-- Opening Marker --
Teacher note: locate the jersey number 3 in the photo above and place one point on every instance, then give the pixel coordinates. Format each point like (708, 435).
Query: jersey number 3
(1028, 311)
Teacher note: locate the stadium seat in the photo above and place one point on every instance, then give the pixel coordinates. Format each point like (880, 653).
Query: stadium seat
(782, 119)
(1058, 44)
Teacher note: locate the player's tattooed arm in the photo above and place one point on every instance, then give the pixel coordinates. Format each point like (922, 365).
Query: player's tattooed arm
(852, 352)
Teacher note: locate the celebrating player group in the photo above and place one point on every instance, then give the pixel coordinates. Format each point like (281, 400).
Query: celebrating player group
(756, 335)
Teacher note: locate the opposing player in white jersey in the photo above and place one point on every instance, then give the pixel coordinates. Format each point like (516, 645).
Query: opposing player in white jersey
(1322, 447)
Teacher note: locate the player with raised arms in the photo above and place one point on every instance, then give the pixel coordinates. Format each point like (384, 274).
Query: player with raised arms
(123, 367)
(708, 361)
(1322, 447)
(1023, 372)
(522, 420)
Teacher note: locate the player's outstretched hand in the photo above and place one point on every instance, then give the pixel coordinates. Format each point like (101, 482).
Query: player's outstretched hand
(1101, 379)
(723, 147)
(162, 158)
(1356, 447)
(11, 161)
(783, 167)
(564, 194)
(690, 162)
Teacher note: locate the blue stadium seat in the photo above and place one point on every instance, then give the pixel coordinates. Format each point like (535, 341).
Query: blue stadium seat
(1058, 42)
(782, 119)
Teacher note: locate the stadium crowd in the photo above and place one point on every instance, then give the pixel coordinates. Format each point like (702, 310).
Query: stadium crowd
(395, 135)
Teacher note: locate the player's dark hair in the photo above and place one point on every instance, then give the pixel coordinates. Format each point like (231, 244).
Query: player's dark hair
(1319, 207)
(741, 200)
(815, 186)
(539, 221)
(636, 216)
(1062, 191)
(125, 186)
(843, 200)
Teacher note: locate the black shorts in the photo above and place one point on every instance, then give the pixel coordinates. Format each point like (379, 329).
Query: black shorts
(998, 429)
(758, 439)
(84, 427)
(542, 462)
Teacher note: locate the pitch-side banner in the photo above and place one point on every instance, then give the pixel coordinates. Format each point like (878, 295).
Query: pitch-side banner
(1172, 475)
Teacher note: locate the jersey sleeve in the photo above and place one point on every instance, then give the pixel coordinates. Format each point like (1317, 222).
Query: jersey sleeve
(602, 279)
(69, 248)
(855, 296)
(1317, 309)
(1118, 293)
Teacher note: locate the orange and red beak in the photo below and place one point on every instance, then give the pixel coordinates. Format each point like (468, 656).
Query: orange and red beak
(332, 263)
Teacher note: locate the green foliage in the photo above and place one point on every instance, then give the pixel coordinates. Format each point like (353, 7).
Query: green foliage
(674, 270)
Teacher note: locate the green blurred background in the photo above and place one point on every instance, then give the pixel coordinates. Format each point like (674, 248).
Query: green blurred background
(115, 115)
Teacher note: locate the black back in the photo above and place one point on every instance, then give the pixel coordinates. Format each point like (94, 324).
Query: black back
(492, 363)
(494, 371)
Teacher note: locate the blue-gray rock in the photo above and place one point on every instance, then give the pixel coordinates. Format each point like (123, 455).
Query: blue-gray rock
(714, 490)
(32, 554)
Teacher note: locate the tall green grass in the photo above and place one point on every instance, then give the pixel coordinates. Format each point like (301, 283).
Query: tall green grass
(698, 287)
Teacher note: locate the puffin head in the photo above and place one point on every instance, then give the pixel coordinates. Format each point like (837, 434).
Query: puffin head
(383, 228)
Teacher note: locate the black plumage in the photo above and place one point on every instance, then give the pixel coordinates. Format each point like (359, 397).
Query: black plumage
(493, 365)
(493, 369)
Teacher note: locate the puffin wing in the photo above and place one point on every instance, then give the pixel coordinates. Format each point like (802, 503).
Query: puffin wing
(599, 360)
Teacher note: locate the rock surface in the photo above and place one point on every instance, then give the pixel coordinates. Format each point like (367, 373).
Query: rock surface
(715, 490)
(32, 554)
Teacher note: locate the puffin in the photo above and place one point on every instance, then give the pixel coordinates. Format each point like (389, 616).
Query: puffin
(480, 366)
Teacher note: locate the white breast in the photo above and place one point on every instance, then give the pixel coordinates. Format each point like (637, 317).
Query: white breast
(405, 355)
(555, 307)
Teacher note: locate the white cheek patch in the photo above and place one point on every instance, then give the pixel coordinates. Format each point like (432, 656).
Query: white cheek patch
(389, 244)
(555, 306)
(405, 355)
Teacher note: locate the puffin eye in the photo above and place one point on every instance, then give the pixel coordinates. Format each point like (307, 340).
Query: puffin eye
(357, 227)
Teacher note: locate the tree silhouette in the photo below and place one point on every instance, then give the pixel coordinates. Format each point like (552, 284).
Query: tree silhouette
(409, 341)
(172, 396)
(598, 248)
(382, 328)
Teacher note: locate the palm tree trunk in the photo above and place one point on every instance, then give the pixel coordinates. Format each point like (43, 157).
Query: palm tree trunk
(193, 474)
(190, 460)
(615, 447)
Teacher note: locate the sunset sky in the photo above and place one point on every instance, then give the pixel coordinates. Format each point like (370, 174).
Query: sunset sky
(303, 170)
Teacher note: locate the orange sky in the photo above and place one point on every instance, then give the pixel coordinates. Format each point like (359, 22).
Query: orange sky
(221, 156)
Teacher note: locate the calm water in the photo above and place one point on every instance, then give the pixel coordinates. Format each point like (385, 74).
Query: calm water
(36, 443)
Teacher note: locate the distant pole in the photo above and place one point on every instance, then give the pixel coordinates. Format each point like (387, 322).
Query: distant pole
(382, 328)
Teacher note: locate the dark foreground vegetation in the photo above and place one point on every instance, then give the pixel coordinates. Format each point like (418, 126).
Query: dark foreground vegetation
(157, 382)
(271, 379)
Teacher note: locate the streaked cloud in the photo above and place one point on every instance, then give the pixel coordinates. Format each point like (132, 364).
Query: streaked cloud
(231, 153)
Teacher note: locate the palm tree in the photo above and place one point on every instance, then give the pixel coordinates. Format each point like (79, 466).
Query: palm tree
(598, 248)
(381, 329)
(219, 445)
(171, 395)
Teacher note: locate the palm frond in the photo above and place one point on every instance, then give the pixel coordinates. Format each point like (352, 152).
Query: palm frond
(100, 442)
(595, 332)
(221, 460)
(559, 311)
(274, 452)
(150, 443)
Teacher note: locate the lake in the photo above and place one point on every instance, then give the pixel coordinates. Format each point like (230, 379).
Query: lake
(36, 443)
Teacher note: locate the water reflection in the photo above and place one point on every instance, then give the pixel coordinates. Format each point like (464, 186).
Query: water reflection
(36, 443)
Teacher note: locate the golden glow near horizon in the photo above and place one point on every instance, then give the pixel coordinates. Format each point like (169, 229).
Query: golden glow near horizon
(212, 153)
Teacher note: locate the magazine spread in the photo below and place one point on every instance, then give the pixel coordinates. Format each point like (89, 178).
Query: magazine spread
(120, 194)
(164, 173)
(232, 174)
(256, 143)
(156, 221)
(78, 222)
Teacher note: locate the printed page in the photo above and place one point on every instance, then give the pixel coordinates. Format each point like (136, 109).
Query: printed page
-- Closing Marker --
▶ _Assigned task_:
Look back at the records above. Repeat all of them exactly.

▶ _Your solution_:
Teacher note: locate the jersey number 3 in the photo above and place one point on every instance, then give the pixel coordinates. Format each point like (708, 435).
Query: jersey number 3
(1028, 311)
Teacher note: locate the stadium seat in the photo above and place one point on every instance, then give the pixel coordinates. Format each point like (880, 653).
Query: stadium seat
(782, 119)
(1058, 44)
Teacher note: locate the player's tattooed arm in the photo above and place one point on every instance, then give the pixel coordinates. Format each point like (922, 365).
Query: player's tattooed arm
(852, 352)
Teacher note: locate the celebrating player group in the photo above and place one point on every instance, then give the pixel coordinates. Format each point like (281, 400).
Query: celebrating player group
(756, 335)
Teacher note: locate the opposing player in white jersey in the photo above and place one point on every instance, then give the pixel coordinates. Format each point like (516, 645).
Query: opposing player in white jersey
(1322, 447)
Teacher note: locate the player with raised arms in the photo above and place one point on every instance, then give the pixel coordinates. Format each point like (384, 274).
Query: player with raised arms
(123, 367)
(708, 361)
(1322, 447)
(1023, 372)
(522, 420)
Teacher note: locate the player's outstretched hand in the photo above and place one point on every instance, then give the pixel coordinates. Format each point like (101, 482).
Query: player's outstretched hand
(1101, 379)
(723, 147)
(162, 158)
(1356, 447)
(11, 161)
(783, 167)
(564, 194)
(690, 162)
Teacher note: locate the blue stadium seat in the photo above and place one point on every instance, then give the pixel coordinates. Format each point like (535, 341).
Query: blue stadium seat
(1058, 42)
(782, 119)
Teacher note: locate the stadium crowd in the photo above and place one point on every instance, then give the pixel coordinates. Format each point like (702, 310).
Query: stadium crowd
(395, 135)
Teacher note: locate the player's dark hair in the photo above and place one point on every instance, then give the pixel coordinates. Format each point like (231, 244).
Query: player's dark hair
(1319, 207)
(741, 200)
(815, 186)
(539, 221)
(636, 216)
(1062, 191)
(125, 186)
(843, 200)
Teacher note: locate the black shorts in the photo above and place one point on every instance, then give the pixel coordinates. Format each point like (379, 329).
Query: black shorts
(998, 429)
(758, 439)
(84, 427)
(542, 462)
Teacher note: locate the pitch-side banner in the photo above and place one point on every instance, then give the pixel coordinates. Format each point like (878, 295).
Query: pitch-side banner
(1172, 475)
Teacher note: locate the jersey sleeve in the photo above and place one point on every instance, then give the pixel coordinates. Format each point like (1317, 222).
Query: jersey sleeve
(602, 279)
(69, 248)
(855, 296)
(1317, 309)
(1118, 293)
Teacher note: locate the orange and red beak in the photo below and place one point on every instance, then give the pixel coordinates. Format each point like (468, 656).
Query: orange and red beak
(332, 263)
Teacher note: locate the green foliage in the photo above and place one point on every instance, then give the pixel coordinates. Format each point like (353, 7).
Query: green foliage
(674, 270)
Teacher note: locate the green blurred background in the photo above and place one point on every instance, then give the pixel coordinates. Format each point like (674, 248).
Query: green blurred background
(115, 115)
Teacher note: locate the black back in the photo above and place one point on every instance, then give the pixel coordinates. Format each point like (94, 324).
Query: black back
(492, 363)
(494, 371)
Teacher note: locate the blue-gray rock in the photo above and place one point on every instance, then give the pixel coordinates. Format each point like (123, 455).
Query: blue-gray rock
(714, 490)
(32, 554)
Teacher note: locate the tall green grass in the photo above and place one point on every instance, then give the pixel coordinates. Format each point like (301, 283).
Query: tall green grass
(698, 287)
Teacher note: locate the puffin head in the photo above and place one point on every instance, then give the pixel coordinates. Format each point like (837, 434).
Query: puffin head
(383, 228)
Teacher note: locate the black plumage in the photo above and place one point on every instance, then give the pixel coordinates. Format each point like (359, 397).
Query: black plumage
(493, 365)
(493, 369)
Teacher note: locate the puffin wing in the photo above and place one point on every instance, then give the pixel coordinates. Format each point like (802, 503).
Query: puffin wing
(599, 360)
Teacher note: locate the rock surface in the photo above and place one point on every instance, then give the pixel coordinates. Format each point like (367, 373).
Query: rock surface
(715, 490)
(32, 554)
Teacher note: locate the puffin in the photo above and place one point on every instance, then give the pixel coordinates. Format each point like (389, 616).
Query: puffin
(480, 366)
Teacher note: locate the white breast in the photo above and place one point on every instance, then give the pixel coordinates. Format each point like (637, 317).
Query: white breast
(405, 355)
(555, 307)
Teacher note: locate the white cheek patch in the photo above and place one point on every instance, then give the pixel coordinates. Format each point like (432, 656).
Query: white cheek patch
(389, 244)
(555, 306)
(405, 355)
Teacher note: locate the puffin eye in the photo above and place one point on every instance, then give the pixel coordinates. Format each point like (307, 340).
Query: puffin eye
(357, 227)
Teacher note: locate the tree silhouette in the photo below and place one point on every instance, then give the pixel coordinates. Format each point like (552, 284).
Query: tree silhouette
(409, 341)
(172, 396)
(598, 248)
(382, 328)
Teacher note: locate the palm tree trunk in the photo above and place one point on every instance, then give the pixel coordinates. Format each point like (43, 157).
Query: palm tree trunk
(193, 474)
(190, 460)
(615, 447)
Teacher note: locate the sunset sky in the photo above and place one point on every instance, then give the pixel coordinates. Format each point like (370, 174).
Query: sunset sky
(303, 170)
Teacher note: locate the orange sky in the photo above and place one point on every instance, then give the pixel coordinates. Format each point like (359, 22).
Query: orange sky
(221, 156)
Teacher note: locate the calm water in the photo above and place one point on every instance, then give the pixel coordinates. Format each point like (385, 74).
Query: calm water
(36, 443)
Teacher note: locate the distant pole in the photo above and place one point on every instance, then give the pixel coordinates. Format each point like (387, 322).
Query: distant pole
(382, 328)
Teacher note: locate the dark foreground vegetation in the photo above and place one point on every instance, then give the pixel coordinates. Format each point like (418, 126).
Query: dark foreground vegetation
(157, 382)
(271, 379)
Teacher note: locate the streaked cloud in the photo above and place one point on every instance, then give the pixel coordinates. Format each point like (132, 364).
Query: streaked cloud
(231, 153)
Teacher note: locate the palm tree in the photo above and place one point on every instance, then give the pixel coordinates. Format each point like (79, 466).
Query: palm tree
(598, 248)
(381, 329)
(219, 445)
(171, 395)
Teacher note: locate the palm frond in the photo above and place one point on every instance, then give the pixel coordinates. Format each point like (352, 152).
Query: palm frond
(100, 442)
(595, 332)
(221, 460)
(559, 311)
(274, 452)
(150, 443)
Teacher note: locate the lake in the photo above and place one point on every instance, then give the pixel coordinates. Format each point like (230, 379).
Query: lake
(36, 443)
Teacher note: locate the water reflection in the photo above and place one point on every instance, then give the pixel coordinates. Format each point like (464, 186).
Query: water reflection
(36, 443)
Teacher note: locate the golden glow near horizon in the photo above and place one point on every instance, then give the pixel coordinates. Format each point like (169, 229).
Query: golden glow near horizon
(212, 153)
Teacher note: locate the magazine spread in the photo below and place one point on every instance, then give the pixel coordinates. Format each point like (89, 178).
Query: magazine spread
(120, 194)
(164, 173)
(232, 174)
(256, 143)
(156, 221)
(78, 222)
Teacher note: locate the printed page in the photo above and place one point on every instance, then give the pixel coordinates. Format each point like (136, 109).
Query: printed page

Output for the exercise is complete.